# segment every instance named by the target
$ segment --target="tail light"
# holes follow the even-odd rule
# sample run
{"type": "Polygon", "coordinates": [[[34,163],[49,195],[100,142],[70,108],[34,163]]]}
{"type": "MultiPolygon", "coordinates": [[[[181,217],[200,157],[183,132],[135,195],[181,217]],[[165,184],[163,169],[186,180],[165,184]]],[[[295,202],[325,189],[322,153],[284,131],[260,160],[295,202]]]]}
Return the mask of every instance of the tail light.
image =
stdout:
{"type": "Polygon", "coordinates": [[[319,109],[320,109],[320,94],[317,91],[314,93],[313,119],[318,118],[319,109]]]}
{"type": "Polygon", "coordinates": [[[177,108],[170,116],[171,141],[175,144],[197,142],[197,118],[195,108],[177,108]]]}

○ ○ ○ ○

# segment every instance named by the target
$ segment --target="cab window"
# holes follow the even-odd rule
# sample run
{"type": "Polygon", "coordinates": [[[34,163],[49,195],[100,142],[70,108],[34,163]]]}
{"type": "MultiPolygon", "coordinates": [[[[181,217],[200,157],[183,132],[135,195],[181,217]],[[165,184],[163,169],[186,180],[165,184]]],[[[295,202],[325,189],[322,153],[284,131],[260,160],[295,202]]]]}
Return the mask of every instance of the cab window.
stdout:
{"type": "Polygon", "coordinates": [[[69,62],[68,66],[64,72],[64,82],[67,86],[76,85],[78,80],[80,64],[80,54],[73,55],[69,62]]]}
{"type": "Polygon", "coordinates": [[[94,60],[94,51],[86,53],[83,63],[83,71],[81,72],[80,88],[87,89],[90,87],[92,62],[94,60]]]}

○ ○ ○ ○

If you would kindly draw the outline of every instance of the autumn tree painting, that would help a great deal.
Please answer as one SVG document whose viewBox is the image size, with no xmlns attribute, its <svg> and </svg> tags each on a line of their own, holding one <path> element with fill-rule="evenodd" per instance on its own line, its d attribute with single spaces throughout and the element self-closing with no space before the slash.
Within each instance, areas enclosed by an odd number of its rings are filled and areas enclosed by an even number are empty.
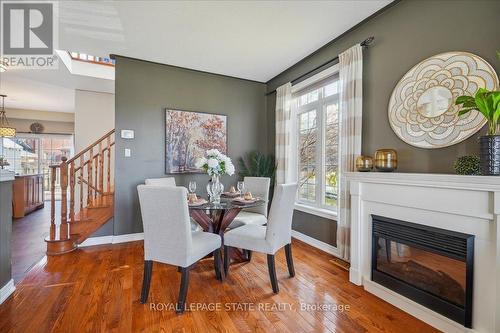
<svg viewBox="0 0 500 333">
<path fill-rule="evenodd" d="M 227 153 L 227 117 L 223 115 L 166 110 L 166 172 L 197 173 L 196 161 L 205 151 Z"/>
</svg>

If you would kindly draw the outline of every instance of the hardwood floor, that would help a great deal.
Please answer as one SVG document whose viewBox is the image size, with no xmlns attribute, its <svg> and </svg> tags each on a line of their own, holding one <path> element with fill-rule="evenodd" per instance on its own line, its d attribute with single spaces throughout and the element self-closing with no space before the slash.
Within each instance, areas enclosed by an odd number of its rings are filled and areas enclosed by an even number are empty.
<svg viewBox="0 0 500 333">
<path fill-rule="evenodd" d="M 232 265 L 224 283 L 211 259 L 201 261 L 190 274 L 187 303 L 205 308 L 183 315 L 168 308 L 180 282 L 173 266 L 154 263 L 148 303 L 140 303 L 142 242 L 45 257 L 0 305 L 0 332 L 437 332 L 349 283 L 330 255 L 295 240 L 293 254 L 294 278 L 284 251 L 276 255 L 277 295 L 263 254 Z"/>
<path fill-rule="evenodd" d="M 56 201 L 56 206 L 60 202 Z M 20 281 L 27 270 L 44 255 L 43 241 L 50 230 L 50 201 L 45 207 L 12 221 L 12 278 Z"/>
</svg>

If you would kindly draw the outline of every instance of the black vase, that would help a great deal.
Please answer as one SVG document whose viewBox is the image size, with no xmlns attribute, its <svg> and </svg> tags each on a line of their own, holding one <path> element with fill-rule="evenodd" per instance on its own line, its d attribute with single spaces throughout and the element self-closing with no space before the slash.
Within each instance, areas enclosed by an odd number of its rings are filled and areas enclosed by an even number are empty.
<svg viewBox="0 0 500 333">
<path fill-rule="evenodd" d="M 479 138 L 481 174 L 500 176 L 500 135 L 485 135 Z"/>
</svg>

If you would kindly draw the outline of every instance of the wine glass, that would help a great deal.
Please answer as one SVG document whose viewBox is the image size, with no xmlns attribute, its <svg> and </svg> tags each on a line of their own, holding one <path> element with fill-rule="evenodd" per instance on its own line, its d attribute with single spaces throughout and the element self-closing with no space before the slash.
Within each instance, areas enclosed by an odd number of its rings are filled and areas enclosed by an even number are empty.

○ ○ ○ ○

◆ INSTRUCTIONS TO FOLLOW: Could you find every line in the records above that has the string "segment" and copy it?

◆ REPLY TO THE TASK:
# segment every instance named by the target
$ segment --target="tail light"
# segment every instance named by the target
$ segment --target="cab window"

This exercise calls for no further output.